# REQUIREMENT
All of the data below should be output exactly as given.

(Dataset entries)
BEGIN
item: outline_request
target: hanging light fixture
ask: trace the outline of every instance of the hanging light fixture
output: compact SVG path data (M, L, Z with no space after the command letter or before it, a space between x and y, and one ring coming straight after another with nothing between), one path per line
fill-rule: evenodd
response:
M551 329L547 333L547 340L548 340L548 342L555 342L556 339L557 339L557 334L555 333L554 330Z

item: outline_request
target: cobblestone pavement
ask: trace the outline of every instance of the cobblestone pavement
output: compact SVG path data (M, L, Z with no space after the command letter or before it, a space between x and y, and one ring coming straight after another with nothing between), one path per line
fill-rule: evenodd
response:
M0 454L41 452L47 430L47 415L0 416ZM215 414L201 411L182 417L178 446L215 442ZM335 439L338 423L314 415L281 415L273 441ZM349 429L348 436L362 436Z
END
# SOLUTION TO THIS PROBLEM
item: outline_request
target: hanging light fixture
ask: trace the outline of every instance of the hanging light fixture
output: compact SVG path data (M, L, Z with no space after the command letter or before it, a space between x and y, and one ring coming straight after another with nothing between), one path per line
fill-rule: evenodd
response:
M551 329L547 333L547 340L548 340L548 342L555 342L556 339L557 339L557 334L555 333L554 330Z

item: outline_request
target: cobblestone pavement
ask: trace the outline of every instance of the cobblestone pavement
output: compact SVG path data (M, L, Z with no space after the command letter or before it, a space between x and y, and one ring coming straight after another with nothing between), one path per line
fill-rule: evenodd
response:
M0 454L41 452L47 430L47 415L0 416ZM215 414L201 411L182 417L178 446L215 442ZM335 439L338 423L314 415L281 415L273 441ZM349 429L348 436L362 436Z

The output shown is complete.